▶ **Problem to solve**
Once you know how many lines below hold "pixels", reply with that number and add nothing.

▶ **Available data**
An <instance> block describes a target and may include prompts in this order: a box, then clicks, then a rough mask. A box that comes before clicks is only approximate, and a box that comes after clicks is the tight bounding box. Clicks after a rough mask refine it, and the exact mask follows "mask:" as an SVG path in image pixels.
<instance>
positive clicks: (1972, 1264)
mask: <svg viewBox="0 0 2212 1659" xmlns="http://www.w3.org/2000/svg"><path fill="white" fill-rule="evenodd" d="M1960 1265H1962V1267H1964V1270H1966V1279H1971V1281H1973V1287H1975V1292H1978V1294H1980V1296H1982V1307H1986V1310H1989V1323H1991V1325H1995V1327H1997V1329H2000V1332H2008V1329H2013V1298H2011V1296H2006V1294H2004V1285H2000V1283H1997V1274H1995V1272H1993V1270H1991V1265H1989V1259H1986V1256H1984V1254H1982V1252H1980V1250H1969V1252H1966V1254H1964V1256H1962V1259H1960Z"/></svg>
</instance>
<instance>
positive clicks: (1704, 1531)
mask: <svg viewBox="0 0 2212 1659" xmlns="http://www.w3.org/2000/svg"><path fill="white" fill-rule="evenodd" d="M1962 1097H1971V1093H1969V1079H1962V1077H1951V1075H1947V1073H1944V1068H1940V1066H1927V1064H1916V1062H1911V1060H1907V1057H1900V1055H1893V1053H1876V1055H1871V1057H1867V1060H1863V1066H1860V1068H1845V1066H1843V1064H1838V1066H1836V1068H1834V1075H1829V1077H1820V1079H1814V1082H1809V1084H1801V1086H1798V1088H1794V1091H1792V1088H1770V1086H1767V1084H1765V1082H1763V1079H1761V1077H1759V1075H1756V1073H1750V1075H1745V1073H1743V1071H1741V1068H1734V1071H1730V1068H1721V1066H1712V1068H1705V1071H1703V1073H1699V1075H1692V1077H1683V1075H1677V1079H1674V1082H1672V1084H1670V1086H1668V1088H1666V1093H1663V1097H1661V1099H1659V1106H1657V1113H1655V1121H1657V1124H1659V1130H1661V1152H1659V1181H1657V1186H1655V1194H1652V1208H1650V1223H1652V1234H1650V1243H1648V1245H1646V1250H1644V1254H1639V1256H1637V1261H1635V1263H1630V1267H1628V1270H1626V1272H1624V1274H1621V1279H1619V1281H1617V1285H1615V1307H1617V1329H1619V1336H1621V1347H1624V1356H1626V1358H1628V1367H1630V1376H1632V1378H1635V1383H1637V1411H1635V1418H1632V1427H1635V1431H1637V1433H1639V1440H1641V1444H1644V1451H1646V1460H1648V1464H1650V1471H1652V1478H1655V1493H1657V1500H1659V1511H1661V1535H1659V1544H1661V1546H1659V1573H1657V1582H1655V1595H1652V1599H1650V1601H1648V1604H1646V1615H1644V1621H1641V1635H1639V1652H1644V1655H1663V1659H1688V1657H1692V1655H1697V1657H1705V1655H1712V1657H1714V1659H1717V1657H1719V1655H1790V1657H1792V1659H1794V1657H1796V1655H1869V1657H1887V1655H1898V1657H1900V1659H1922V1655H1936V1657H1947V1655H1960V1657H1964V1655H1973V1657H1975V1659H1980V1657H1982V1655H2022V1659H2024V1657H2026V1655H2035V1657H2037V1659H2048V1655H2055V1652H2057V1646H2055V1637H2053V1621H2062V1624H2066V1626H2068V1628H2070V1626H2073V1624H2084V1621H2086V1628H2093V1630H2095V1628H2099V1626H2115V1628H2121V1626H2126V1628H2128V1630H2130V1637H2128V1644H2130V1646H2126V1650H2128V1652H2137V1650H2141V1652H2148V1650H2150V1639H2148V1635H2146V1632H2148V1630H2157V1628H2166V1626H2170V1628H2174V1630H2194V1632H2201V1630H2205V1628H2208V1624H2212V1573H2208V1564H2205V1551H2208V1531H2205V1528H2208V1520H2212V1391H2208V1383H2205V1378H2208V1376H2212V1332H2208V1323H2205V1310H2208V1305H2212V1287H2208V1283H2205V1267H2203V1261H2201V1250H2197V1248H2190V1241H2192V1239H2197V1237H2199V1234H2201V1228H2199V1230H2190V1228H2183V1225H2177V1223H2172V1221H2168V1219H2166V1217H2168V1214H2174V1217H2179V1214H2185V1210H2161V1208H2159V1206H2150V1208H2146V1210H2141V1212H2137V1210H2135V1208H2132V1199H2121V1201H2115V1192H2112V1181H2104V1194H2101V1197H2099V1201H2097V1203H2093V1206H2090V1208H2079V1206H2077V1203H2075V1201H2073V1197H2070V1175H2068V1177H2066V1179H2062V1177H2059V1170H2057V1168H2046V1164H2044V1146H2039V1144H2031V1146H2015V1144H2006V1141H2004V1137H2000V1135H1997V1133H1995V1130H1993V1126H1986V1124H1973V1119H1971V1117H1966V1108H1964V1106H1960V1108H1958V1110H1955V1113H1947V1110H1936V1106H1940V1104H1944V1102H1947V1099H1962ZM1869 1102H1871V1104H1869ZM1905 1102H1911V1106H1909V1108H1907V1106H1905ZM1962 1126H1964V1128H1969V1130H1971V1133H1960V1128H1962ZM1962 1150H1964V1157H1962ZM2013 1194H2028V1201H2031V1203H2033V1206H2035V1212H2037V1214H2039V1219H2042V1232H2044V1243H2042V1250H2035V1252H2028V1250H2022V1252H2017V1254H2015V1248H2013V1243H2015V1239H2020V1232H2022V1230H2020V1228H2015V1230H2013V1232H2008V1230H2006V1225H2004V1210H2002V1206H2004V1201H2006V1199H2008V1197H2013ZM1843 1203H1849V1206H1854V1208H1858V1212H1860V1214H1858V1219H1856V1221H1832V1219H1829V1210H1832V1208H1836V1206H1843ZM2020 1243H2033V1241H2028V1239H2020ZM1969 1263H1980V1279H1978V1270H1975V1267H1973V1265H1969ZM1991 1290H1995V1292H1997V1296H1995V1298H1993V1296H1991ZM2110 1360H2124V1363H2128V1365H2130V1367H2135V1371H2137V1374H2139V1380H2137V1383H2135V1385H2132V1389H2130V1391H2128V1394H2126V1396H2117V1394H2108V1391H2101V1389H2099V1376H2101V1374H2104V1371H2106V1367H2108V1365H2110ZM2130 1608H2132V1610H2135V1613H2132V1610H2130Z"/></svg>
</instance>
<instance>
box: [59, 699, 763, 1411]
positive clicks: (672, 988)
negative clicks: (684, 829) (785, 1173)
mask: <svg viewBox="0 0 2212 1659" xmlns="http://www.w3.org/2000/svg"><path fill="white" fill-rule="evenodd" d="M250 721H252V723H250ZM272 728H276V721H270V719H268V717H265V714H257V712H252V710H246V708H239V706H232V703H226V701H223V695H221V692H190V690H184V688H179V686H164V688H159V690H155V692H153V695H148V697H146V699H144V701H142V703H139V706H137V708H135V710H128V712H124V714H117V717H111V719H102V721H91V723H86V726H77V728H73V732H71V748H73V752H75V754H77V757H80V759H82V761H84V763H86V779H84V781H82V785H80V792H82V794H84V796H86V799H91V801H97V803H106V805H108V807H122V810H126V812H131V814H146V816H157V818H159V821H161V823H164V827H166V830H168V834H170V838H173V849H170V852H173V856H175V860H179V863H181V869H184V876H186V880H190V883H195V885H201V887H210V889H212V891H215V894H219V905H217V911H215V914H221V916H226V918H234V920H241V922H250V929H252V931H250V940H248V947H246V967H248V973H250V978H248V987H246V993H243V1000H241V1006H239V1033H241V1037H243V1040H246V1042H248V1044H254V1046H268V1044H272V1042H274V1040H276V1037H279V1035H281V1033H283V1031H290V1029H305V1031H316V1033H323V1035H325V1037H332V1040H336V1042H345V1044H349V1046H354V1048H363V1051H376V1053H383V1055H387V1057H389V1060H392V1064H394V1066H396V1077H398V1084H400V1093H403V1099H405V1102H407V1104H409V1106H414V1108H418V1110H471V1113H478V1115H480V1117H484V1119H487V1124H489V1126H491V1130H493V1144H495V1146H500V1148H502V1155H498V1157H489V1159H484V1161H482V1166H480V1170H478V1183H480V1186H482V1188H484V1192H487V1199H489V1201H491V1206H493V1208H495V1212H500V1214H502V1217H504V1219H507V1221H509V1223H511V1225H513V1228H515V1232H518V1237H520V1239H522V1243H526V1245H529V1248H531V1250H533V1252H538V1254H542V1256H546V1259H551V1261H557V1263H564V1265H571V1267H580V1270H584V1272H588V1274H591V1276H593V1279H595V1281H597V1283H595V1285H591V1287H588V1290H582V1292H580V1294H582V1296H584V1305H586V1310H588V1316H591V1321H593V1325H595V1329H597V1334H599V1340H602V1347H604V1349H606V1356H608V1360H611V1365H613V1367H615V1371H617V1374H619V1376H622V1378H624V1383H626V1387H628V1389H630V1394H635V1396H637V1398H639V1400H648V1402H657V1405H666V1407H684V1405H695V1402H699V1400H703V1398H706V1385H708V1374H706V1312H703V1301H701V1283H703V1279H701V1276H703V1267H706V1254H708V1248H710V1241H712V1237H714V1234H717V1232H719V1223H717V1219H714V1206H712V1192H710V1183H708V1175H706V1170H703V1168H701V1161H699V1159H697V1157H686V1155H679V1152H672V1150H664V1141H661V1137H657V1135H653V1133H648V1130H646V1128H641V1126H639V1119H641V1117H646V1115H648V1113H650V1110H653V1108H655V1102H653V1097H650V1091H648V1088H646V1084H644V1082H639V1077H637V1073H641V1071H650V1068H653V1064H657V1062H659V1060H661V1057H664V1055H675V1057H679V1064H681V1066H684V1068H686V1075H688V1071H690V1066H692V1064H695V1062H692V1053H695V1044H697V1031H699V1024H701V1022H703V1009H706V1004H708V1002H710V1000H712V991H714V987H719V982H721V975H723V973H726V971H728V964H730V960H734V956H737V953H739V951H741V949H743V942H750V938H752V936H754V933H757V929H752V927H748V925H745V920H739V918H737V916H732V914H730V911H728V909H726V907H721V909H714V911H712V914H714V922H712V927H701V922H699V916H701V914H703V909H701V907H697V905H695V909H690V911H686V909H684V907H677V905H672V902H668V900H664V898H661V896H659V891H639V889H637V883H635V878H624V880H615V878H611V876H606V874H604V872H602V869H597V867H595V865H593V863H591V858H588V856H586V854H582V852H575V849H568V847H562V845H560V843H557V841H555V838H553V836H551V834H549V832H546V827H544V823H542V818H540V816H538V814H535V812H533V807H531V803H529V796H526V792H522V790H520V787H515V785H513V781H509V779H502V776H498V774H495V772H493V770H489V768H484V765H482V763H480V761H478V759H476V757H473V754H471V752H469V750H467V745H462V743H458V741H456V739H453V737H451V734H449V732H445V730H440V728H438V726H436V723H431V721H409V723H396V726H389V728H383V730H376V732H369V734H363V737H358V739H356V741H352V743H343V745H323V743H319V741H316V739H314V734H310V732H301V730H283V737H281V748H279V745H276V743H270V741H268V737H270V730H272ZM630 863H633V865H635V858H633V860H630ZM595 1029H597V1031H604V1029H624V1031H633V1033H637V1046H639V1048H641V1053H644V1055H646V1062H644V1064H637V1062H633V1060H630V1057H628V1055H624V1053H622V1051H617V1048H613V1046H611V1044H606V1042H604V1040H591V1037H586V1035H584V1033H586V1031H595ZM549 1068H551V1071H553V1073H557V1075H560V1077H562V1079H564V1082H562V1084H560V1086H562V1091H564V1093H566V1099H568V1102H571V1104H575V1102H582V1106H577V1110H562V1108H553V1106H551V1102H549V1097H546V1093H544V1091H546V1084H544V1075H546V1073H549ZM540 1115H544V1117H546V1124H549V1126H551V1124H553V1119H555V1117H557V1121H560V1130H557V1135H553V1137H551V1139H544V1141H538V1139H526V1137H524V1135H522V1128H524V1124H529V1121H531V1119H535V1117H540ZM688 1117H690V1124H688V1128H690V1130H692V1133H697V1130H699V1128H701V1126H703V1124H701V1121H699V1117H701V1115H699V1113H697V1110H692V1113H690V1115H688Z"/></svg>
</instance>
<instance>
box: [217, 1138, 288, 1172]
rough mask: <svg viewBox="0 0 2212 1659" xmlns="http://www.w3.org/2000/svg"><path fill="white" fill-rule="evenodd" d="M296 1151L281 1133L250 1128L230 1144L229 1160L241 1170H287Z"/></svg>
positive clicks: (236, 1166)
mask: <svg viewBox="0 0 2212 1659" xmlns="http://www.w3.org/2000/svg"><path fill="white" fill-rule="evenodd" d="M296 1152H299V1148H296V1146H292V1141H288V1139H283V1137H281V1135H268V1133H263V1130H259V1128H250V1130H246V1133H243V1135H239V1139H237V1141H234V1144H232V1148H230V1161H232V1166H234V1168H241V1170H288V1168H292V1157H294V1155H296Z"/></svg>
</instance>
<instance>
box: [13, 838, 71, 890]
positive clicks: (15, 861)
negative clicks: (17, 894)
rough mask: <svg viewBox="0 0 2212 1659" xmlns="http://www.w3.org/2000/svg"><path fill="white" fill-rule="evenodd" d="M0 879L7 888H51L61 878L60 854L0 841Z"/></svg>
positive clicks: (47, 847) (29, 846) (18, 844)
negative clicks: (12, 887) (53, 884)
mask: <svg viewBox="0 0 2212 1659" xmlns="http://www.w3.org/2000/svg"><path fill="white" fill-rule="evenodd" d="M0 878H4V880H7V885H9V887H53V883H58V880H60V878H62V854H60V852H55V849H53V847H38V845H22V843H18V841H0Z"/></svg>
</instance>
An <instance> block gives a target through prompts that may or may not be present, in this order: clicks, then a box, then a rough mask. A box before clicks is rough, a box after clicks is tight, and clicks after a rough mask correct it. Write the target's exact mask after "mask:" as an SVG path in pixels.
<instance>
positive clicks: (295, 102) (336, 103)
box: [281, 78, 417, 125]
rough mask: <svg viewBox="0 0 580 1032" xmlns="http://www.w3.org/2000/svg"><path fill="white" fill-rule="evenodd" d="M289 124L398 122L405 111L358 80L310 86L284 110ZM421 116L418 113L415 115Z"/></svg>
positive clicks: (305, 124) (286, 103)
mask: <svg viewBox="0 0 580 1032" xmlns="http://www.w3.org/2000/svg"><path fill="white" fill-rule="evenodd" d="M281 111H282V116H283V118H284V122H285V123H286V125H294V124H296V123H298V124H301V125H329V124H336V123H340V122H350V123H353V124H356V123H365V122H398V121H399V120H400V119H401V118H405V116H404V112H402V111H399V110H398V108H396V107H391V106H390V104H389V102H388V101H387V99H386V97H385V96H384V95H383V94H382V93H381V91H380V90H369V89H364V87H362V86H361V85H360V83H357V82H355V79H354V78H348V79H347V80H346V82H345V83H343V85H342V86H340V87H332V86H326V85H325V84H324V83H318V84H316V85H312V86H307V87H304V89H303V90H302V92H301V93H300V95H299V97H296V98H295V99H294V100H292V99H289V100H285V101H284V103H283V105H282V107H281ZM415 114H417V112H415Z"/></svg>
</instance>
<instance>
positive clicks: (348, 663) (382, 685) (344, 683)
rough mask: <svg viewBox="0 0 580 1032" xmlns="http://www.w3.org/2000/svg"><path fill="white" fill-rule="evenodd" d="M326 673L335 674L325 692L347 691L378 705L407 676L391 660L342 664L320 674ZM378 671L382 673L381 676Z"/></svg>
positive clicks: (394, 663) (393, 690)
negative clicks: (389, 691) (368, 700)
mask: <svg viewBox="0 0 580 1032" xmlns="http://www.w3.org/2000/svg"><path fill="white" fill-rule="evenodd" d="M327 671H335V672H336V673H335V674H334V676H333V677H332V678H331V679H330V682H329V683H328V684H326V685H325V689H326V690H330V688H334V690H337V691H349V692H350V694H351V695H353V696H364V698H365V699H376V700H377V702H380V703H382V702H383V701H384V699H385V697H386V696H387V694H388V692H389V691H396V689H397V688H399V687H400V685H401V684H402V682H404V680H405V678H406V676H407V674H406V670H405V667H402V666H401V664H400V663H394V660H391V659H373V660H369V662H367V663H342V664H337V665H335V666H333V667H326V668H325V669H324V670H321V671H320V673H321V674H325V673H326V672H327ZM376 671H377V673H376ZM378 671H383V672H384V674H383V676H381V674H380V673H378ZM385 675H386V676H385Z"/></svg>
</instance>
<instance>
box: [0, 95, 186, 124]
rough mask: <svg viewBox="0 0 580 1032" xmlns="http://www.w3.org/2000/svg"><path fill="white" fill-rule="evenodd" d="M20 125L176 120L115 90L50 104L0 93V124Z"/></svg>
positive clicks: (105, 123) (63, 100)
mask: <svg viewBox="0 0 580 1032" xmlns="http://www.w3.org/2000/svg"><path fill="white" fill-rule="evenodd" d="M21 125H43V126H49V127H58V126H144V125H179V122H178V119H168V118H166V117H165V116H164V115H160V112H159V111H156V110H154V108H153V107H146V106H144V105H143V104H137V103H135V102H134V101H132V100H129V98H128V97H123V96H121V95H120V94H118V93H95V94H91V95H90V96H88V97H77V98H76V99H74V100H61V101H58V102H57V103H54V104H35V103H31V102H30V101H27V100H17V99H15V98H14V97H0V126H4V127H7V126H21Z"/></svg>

▶ **Expected output**
2